═══ EXTRACT PROVIDED ═══
I finally went for some estrogen replacement to the woman who would turn out to be my fabulous new gynecologist, Valerie—who is not in my Anthem Blue Cross PPO plan, but whom my demon lover insisted I go to anyway because that was our lesbian neighbors’ recommendation.
With kind blue eyes and a comfortingly patterned knit cardigan, exuding an air that
you might expect from a Scandinavian maiden aunt, Valerie gently interviewed me—while continually handing me tissues—as I sat on the archetypal metal table in my own paper gown, weeping for what seemed like an hour. And I must tell you—as a middle-aged woman who labors mightily every day to wear the mask of being sane, admitting to experiencing only the narrowest spectrum of emotions, from good-humored cheer to only the lightest irritation, a mood soothed easily with a good chuckle thanks to NPR—that it is beyond delicious to ramble aloud about the infinite varieties, colors, and shades of one’s depressions and to discuss, ad nauseam, a month’s worth of various panic attacks (going heavy to light, light to heavy). Valerie, listening quietly, wrote down the dates of my periods on a tablet, lending my ravings a reassuring scientific structure, then she gave me one of the most deeply comforting speeches I have ever heard (who from central casting would you get to do it? Streep? Mirren? Lansbury?).
“Sandra,” she said, “I have this theory. Let me see if I can describe it for you. I think some girls are paper-plate girls, and some are Chinets. Paper plates collapse even if they have nothing on them; Chinets can take a lot heaped on them and never break. Yes, right now things feel very unstable, and you’re having an emotional response to what is a purely physiological phenomenon. But I think, at heart”—and here she leaned forward—“you’re a Chinet girl. What we’d like to do now is take some of the stressors off your plate, while at the same time temporarily strengthening its foundation.” And with that, she gently smeared the tiniest dot of clear estrogen gel on the inside of my wrist, and even though she said it would take a few weeks to take effect, I instantly felt high!
═══
WORK INSTRUCTIONS:
1) Decide whether each statement agrees with the excerpt about the gynecologist visit. Answer yes or no and quote the words of the excerpt that settle it.
(a) Valerie is in the narrator's Anthem Blue Cross PPO plan.
(b) Valerie recorded the dates of the narrator's periods.
(c) Valerie said the estrogen gel would work right away.
2) In the excerpt about the gynecologist visit, what does Valerie's theory say happens to paper plates?
3) Summarize the excerpt about the gynecologist visit in two sentences.
═══ EXTRACTED MATERIAL ═══
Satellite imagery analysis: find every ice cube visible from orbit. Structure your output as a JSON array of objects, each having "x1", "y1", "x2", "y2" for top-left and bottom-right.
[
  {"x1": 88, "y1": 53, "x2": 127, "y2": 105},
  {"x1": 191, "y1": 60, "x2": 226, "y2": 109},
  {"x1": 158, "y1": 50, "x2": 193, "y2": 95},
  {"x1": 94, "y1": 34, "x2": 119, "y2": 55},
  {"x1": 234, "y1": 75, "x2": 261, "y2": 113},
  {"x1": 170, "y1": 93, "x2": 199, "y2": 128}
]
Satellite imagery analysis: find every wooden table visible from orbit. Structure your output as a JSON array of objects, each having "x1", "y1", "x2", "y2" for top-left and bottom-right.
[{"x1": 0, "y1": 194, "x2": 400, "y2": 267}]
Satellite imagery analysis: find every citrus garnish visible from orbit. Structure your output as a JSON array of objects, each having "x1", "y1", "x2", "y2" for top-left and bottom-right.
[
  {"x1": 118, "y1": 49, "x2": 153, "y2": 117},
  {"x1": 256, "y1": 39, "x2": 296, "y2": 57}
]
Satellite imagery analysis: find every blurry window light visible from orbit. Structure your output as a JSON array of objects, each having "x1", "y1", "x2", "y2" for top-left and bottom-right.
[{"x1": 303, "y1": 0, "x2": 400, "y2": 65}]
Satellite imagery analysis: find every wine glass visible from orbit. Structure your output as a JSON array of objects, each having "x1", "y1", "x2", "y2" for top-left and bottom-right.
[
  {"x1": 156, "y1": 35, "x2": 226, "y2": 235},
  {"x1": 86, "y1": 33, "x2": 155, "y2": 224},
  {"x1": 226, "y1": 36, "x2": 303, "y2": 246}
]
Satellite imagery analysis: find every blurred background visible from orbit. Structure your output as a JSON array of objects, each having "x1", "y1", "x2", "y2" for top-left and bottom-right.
═══
RESPONSES FOR EACH TASK:
1)
(a) No: "who is not in my Anthem Blue Cross PPO plan"
(b) Yes: "wrote down the dates of my periods on a tablet"
(c) No: "even though she said it would take a few weeks to take effect"

2) Paper plates collapse even if they have nothing on them.

3) Seeking estrogen replacement, the narrator saw Valerie, a gynecologist outside her insurance plan whom her neighbors had recommended, and wept while describing her depressions and panic attacks as Valerie listened and wrote down the dates of her periods. Valerie told her that some girls are collapsing paper plates and others are sturdy Chinets, called her a Chinet girl, and put a dot of estrogen gel on her wrist, which made the narrator instantly feel high even though it would take weeks to work.